— begin —

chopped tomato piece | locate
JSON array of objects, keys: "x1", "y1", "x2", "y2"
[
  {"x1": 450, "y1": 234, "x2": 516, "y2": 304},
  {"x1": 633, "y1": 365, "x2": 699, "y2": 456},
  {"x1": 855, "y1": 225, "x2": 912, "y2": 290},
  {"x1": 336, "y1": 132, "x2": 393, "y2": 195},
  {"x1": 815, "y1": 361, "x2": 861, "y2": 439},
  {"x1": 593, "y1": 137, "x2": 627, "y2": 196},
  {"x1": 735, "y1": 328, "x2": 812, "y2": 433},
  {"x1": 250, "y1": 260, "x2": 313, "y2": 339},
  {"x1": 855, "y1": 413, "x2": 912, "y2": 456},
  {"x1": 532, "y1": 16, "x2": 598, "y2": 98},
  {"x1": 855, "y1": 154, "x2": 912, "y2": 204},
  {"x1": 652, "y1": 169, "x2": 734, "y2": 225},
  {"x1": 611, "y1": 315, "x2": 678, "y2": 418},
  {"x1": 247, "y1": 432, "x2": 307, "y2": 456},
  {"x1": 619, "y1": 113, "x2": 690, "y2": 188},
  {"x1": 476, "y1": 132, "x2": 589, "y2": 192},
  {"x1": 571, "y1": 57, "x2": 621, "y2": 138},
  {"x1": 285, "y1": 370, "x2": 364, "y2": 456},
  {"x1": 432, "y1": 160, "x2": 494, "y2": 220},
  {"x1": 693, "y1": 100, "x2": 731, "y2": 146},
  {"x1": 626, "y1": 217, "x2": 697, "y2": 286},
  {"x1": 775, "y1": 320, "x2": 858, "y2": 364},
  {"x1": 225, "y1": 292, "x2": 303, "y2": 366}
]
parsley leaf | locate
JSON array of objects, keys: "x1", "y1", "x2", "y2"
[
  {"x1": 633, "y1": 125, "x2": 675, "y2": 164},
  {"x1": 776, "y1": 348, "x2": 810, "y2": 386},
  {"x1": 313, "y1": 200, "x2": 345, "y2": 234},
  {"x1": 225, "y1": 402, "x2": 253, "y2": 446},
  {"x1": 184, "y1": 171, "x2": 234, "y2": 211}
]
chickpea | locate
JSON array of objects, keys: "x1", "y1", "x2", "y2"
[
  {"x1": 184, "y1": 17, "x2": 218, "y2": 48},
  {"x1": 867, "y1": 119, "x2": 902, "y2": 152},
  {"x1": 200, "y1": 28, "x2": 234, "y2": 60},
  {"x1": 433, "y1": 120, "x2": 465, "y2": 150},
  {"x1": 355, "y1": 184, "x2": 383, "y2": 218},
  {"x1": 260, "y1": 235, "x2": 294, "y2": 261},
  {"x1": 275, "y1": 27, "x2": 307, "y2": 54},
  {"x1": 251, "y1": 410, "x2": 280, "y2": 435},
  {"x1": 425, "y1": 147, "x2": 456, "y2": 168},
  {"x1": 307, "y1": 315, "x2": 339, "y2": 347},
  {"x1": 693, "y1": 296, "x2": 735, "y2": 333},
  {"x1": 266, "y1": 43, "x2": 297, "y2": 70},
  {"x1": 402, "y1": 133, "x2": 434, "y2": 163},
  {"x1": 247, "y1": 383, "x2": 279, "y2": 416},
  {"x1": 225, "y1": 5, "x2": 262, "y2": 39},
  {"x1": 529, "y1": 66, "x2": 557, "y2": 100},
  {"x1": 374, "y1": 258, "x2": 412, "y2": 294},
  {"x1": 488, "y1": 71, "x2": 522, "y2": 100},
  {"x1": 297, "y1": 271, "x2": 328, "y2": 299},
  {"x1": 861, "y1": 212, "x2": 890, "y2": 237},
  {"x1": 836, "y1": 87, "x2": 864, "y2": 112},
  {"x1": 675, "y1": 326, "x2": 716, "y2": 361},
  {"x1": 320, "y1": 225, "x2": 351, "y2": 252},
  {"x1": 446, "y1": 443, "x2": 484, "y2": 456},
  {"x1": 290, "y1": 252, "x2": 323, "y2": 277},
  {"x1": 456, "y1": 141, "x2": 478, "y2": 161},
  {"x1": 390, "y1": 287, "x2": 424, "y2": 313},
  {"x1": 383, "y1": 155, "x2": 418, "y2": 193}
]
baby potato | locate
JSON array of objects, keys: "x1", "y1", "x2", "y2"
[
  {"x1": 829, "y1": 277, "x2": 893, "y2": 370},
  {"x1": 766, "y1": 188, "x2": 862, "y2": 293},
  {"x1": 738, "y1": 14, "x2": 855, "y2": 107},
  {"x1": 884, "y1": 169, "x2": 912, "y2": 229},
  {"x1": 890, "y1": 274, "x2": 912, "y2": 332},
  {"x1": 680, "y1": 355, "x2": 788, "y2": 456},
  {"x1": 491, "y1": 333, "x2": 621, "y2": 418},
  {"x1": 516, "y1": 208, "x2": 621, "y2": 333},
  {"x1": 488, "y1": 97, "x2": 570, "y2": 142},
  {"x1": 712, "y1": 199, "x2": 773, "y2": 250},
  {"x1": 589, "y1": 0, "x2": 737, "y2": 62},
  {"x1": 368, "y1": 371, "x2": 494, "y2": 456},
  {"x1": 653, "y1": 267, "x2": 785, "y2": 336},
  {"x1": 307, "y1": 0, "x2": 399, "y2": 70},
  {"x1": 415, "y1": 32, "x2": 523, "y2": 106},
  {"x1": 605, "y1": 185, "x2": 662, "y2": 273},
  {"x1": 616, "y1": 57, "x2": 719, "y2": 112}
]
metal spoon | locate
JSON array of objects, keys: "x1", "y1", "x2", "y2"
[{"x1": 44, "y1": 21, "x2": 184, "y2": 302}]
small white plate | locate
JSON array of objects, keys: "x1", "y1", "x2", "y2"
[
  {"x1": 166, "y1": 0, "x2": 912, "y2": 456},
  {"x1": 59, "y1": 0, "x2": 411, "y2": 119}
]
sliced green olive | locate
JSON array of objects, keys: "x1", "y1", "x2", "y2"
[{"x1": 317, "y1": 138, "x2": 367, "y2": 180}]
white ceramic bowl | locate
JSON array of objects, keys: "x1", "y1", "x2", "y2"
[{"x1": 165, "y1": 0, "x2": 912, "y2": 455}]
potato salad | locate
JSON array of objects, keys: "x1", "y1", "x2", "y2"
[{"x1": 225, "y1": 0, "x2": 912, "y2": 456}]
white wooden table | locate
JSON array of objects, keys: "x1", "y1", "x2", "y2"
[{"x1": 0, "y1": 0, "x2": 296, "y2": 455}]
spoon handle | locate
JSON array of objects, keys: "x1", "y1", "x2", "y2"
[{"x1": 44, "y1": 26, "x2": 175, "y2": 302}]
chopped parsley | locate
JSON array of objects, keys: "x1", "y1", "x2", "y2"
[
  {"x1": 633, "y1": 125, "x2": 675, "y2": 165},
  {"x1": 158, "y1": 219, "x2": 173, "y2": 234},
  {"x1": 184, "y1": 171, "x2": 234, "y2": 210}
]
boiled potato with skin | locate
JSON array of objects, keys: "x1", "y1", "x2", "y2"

— end —

Quote the data above verbatim, with no changes.

chopped tomato piece | locate
JSON array of objects, keys: "x1", "y1", "x2", "y2"
[
  {"x1": 450, "y1": 234, "x2": 516, "y2": 304},
  {"x1": 633, "y1": 365, "x2": 699, "y2": 456},
  {"x1": 855, "y1": 225, "x2": 912, "y2": 290},
  {"x1": 336, "y1": 132, "x2": 393, "y2": 195},
  {"x1": 815, "y1": 361, "x2": 861, "y2": 439},
  {"x1": 593, "y1": 137, "x2": 627, "y2": 196},
  {"x1": 735, "y1": 328, "x2": 812, "y2": 433},
  {"x1": 250, "y1": 260, "x2": 313, "y2": 339},
  {"x1": 855, "y1": 413, "x2": 912, "y2": 456},
  {"x1": 532, "y1": 16, "x2": 598, "y2": 98},
  {"x1": 855, "y1": 154, "x2": 912, "y2": 204},
  {"x1": 652, "y1": 169, "x2": 734, "y2": 225},
  {"x1": 611, "y1": 315, "x2": 678, "y2": 418},
  {"x1": 247, "y1": 432, "x2": 307, "y2": 456},
  {"x1": 619, "y1": 113, "x2": 690, "y2": 188},
  {"x1": 476, "y1": 132, "x2": 589, "y2": 192},
  {"x1": 571, "y1": 57, "x2": 621, "y2": 138},
  {"x1": 285, "y1": 370, "x2": 364, "y2": 456},
  {"x1": 432, "y1": 160, "x2": 494, "y2": 220},
  {"x1": 693, "y1": 100, "x2": 731, "y2": 146},
  {"x1": 626, "y1": 217, "x2": 697, "y2": 286},
  {"x1": 775, "y1": 320, "x2": 858, "y2": 364},
  {"x1": 225, "y1": 292, "x2": 303, "y2": 366}
]
parsley leaf | locate
JSON array of objects, keys: "x1", "y1", "x2", "y2"
[
  {"x1": 633, "y1": 125, "x2": 675, "y2": 164},
  {"x1": 776, "y1": 348, "x2": 810, "y2": 386},
  {"x1": 313, "y1": 200, "x2": 345, "y2": 234},
  {"x1": 225, "y1": 402, "x2": 253, "y2": 446},
  {"x1": 184, "y1": 171, "x2": 234, "y2": 211}
]
chickpea | locate
JSON array of objects, keys: "x1", "y1", "x2", "y2"
[
  {"x1": 184, "y1": 17, "x2": 218, "y2": 48},
  {"x1": 867, "y1": 119, "x2": 902, "y2": 152},
  {"x1": 200, "y1": 28, "x2": 234, "y2": 60},
  {"x1": 433, "y1": 120, "x2": 465, "y2": 150},
  {"x1": 355, "y1": 184, "x2": 383, "y2": 218},
  {"x1": 260, "y1": 235, "x2": 294, "y2": 261},
  {"x1": 275, "y1": 27, "x2": 307, "y2": 54},
  {"x1": 251, "y1": 410, "x2": 280, "y2": 435},
  {"x1": 425, "y1": 147, "x2": 456, "y2": 168},
  {"x1": 307, "y1": 315, "x2": 339, "y2": 347},
  {"x1": 693, "y1": 296, "x2": 735, "y2": 333},
  {"x1": 266, "y1": 43, "x2": 297, "y2": 70},
  {"x1": 402, "y1": 133, "x2": 434, "y2": 163},
  {"x1": 247, "y1": 383, "x2": 279, "y2": 416},
  {"x1": 225, "y1": 5, "x2": 262, "y2": 39},
  {"x1": 529, "y1": 66, "x2": 557, "y2": 100},
  {"x1": 374, "y1": 258, "x2": 412, "y2": 294},
  {"x1": 488, "y1": 71, "x2": 522, "y2": 100},
  {"x1": 297, "y1": 271, "x2": 328, "y2": 299},
  {"x1": 861, "y1": 212, "x2": 890, "y2": 237},
  {"x1": 836, "y1": 87, "x2": 864, "y2": 112},
  {"x1": 675, "y1": 326, "x2": 716, "y2": 361},
  {"x1": 320, "y1": 225, "x2": 351, "y2": 252},
  {"x1": 446, "y1": 443, "x2": 484, "y2": 456},
  {"x1": 290, "y1": 252, "x2": 323, "y2": 277},
  {"x1": 456, "y1": 141, "x2": 478, "y2": 161},
  {"x1": 390, "y1": 287, "x2": 424, "y2": 313},
  {"x1": 383, "y1": 155, "x2": 418, "y2": 193}
]
baby potato | locate
JSON array of objects, keys: "x1", "y1", "x2", "y2"
[
  {"x1": 829, "y1": 277, "x2": 893, "y2": 370},
  {"x1": 766, "y1": 188, "x2": 862, "y2": 293},
  {"x1": 738, "y1": 14, "x2": 855, "y2": 107},
  {"x1": 884, "y1": 169, "x2": 912, "y2": 229},
  {"x1": 890, "y1": 274, "x2": 912, "y2": 332},
  {"x1": 680, "y1": 355, "x2": 788, "y2": 456},
  {"x1": 491, "y1": 333, "x2": 621, "y2": 418},
  {"x1": 516, "y1": 208, "x2": 621, "y2": 333},
  {"x1": 488, "y1": 97, "x2": 570, "y2": 142},
  {"x1": 712, "y1": 199, "x2": 773, "y2": 250},
  {"x1": 589, "y1": 0, "x2": 737, "y2": 62},
  {"x1": 368, "y1": 371, "x2": 494, "y2": 456},
  {"x1": 653, "y1": 267, "x2": 785, "y2": 336},
  {"x1": 307, "y1": 0, "x2": 399, "y2": 70},
  {"x1": 415, "y1": 32, "x2": 523, "y2": 106},
  {"x1": 605, "y1": 185, "x2": 662, "y2": 273},
  {"x1": 616, "y1": 57, "x2": 719, "y2": 112}
]
metal spoon | locate
JSON array of objects, keys: "x1", "y1", "x2", "y2"
[{"x1": 44, "y1": 21, "x2": 184, "y2": 302}]
small white plate | locate
JSON array of objects, keys: "x1", "y1", "x2", "y2"
[
  {"x1": 166, "y1": 0, "x2": 912, "y2": 456},
  {"x1": 59, "y1": 0, "x2": 411, "y2": 119}
]
sliced green olive | locate
JSON array of objects, keys: "x1", "y1", "x2", "y2"
[{"x1": 317, "y1": 138, "x2": 367, "y2": 180}]
white ceramic bowl | locate
JSON array of objects, keys: "x1", "y1", "x2", "y2"
[{"x1": 165, "y1": 0, "x2": 912, "y2": 455}]
potato salad | locate
JSON array of objects, keys: "x1", "y1", "x2", "y2"
[{"x1": 225, "y1": 0, "x2": 912, "y2": 456}]
white wooden table | locate
JSON array of objects, keys: "x1", "y1", "x2", "y2"
[{"x1": 0, "y1": 0, "x2": 296, "y2": 455}]
spoon handle | locate
JSON array of objects, keys: "x1", "y1", "x2", "y2"
[{"x1": 44, "y1": 26, "x2": 175, "y2": 302}]
chopped parsley | locate
JSON array of objects, keys: "x1", "y1", "x2", "y2"
[
  {"x1": 633, "y1": 125, "x2": 675, "y2": 165},
  {"x1": 158, "y1": 219, "x2": 173, "y2": 234},
  {"x1": 184, "y1": 171, "x2": 234, "y2": 210}
]
boiled potato with skin | locate
JSON array of objects, keys: "x1", "y1", "x2", "y2"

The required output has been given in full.